» **Exercícios propostos**:
1. Segundo o texto sobre o caso Face Oculta, com quem José Sócrates teve as conversas em causa?
2. Prossiga o texto sobre o caso Face Oculta a partir do ponto em que termina.

» **Texto de origem**:
Não deixe de ouvir em 98.7 Mhz e participar pelos telefones 212277046 ou 212277047 todas as quartas-feiras entre as 09H00 e as 10H00.

sábado, 21 de novembro de 2009

CHEIRO A DEFUNTO

Vivemos à volta das palavras. Ou melhor: vivemos perdidos no meio das palavras. Mas, tal como li recentemente num livro, não são as palavras que respondem às nossas dúvidas, às perguntas que fazemos; ou que nos fazem. O que responde a tudo são os factos, a realidade, a vida. A vida, em sentido lato, e a vida de cada um de nós.

Tomemos, como exemplo, o caso Face Oculta. Há palavras ditas e gravadas que, para uns, são indiciadoras de práticas ilícitas; de crimes. Para outros, porém, não terão indícios «probatórios que levem à instauração de procedimento criminal», tal como diz o Procurador-Geral da República. Contudo, para uns e para outros, as palavras são as mesmas. Ouviram – ou leram – exactamente a mesma coisa. Estudaram pelos mesmos livros, tiveram os mesmos mestres. Porque razões uns entendem certas palavras como suficientes para abrir investigação, e os outros não?

Aquele que as disse – José Sócrates, em conversas com Armando Vara – garante que é pessoa séria e respeitadora das leis e do Estado de Direito. Afirma que nunca disse ou fez nada de censurável, e que as conversas em causa nada têm de repreensível. Pode pensar-se – e eu penso isso – que José Sócrates nunca poderia dizer outra coisa. É ele que está em causa, defende-se como pode. Diria isso, sendo verdade; diria isso, sendo mentira.

Contudo, olhando para o percurso político e pessoal de José Sócrates, concluiu-se que tem uma tendência natural para fugir à verdade. Pior: para adulterar a verdade. Admitamos, no entanto, que não mente agora no que às suas conversas com Armando Vara respeita, isto é, que nada foi dito por si que aponte para uma violação das leis e, por isso, indicie práticas criminosas, apesar de quase todo o país, face ao ruído criado e ao passado do primeiro-ministro, pensar o contrário. Se assim for, que faria qualquer um de nós, enquanto pessoa que está a ser posta sob suspeita, mas que tem a gigantesca possibilidade de calar os seus detractores, provando que o que se diz é, neste caso, uma enorme e infame cabala?

O que eu faria – e o que faria qualquer pessoa em seu juízo normal – era exigir que as minhas palavras fossem escutadas pelo país inteiro. Aí estava a prova de que eu nada dissera de censurável. Aí estava a prova de que alguém andava a difamar-me. Aí estava a possibilidade de calar, de uma vez por todas, os autores da tal campanha negra. Se Sócrates agisse assim, em vez de se refugiar na tese do pobre inocentinho perseguido por poderes ocultos – sempre e sempre as palavras, sempre e sempre a representação, sempre e sempre a poeira do parlapié – responderia com factos, com a realidade. E de forma inatacável e definitiva.

Mas Sócrates recusa essa possibilidade. Por estupidez? Não acredito que seja por isso. O que eu penso – e creio que toda a gente pensará, mesmo os socretinos encartados – é que o primeiro-ministro não exige a divulgação das conversas com Armando Vara porque elas são altamente comprometedoras. Porque não pode. Ponto final.

» **Material extraído**:
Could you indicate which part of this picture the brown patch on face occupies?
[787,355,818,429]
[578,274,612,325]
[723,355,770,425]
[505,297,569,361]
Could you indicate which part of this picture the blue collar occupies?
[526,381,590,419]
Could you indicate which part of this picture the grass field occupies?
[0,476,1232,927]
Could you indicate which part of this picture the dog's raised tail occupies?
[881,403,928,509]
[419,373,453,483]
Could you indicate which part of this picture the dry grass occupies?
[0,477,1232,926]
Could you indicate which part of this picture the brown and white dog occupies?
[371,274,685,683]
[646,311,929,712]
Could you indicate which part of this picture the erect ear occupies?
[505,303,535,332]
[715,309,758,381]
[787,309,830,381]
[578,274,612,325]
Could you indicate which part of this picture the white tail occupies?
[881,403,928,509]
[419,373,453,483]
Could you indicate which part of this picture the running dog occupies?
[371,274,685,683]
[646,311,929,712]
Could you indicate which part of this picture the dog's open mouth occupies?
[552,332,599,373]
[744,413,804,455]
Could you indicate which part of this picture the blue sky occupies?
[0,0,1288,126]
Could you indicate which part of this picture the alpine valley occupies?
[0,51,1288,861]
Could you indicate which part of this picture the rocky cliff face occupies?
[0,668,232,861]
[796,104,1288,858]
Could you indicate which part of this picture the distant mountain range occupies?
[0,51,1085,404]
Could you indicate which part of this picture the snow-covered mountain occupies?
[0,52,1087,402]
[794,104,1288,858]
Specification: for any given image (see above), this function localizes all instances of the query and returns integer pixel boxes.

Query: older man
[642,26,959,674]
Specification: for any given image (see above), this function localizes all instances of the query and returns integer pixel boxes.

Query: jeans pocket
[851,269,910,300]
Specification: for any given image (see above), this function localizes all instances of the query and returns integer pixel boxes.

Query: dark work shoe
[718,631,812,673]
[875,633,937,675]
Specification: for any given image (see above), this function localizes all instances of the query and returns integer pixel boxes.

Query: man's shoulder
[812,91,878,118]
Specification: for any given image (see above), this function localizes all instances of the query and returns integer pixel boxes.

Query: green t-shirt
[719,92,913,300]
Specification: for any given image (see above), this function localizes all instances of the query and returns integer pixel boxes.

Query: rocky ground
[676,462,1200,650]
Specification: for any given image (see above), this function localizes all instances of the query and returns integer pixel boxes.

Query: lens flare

» **Lista de respostas**:
1. Com Armando Vara.

2.
Entretanto – e com isso – agrava-se o problema da confiança na Justiça. De tudo isto fica a ideia de que ela está cada vez mais perdida nas ruas da amargura, o mesmo é dizer-se: nas ruas do poder político. Que não há, de facto, independência do poder judicial e – tão mau como isso – que a Justiça é uma para o cidadão comum, e outra para os poderosos.

Socorro-me de palavras (sempre as palavras, não é?) escritas por dois jornalistas, que corroboram o que acabo de dizer. Disse um deles (Carlos Amorim):

«Estou farto de uma Justiça talhada para que a verdade dos factos se perca no emaranhado burocrático dos tribunais. Estou farto das guerras deprimentes entre Noronha do Nascimento (STJ) e Pinto Monteiro (PGR) que só revelam – para além da obsessiva sua cegueira – falta de grandeza humana para as funções tão elevadas que ocupam.

Estou farto de um primeiro-ministro que saltita alegremente por entre casos suspeitos e nauseabundos (licenciatura, Cova da Beira, as casas beirãs, os apartamentos lisboetas, o Freeport, e, agora, a “Face Oculta”). Estou farto do seu tom de mártir improvável, do seu ar postiço de quem é permanentemente injustiçado por todos aqueles que não confiam nas suas pseudo-justificações. No fundo, estou farto desta III República».

Disse o outro (João Coutinho):

«O presidente do Supremo Tribunal anulou e mandou destruir as escutas entre Sócrates e Vara. Infelizmente, Noronha Nascimento não anulou nem destruiu as dúvidas do país sobre o conteúdo dessas escutas.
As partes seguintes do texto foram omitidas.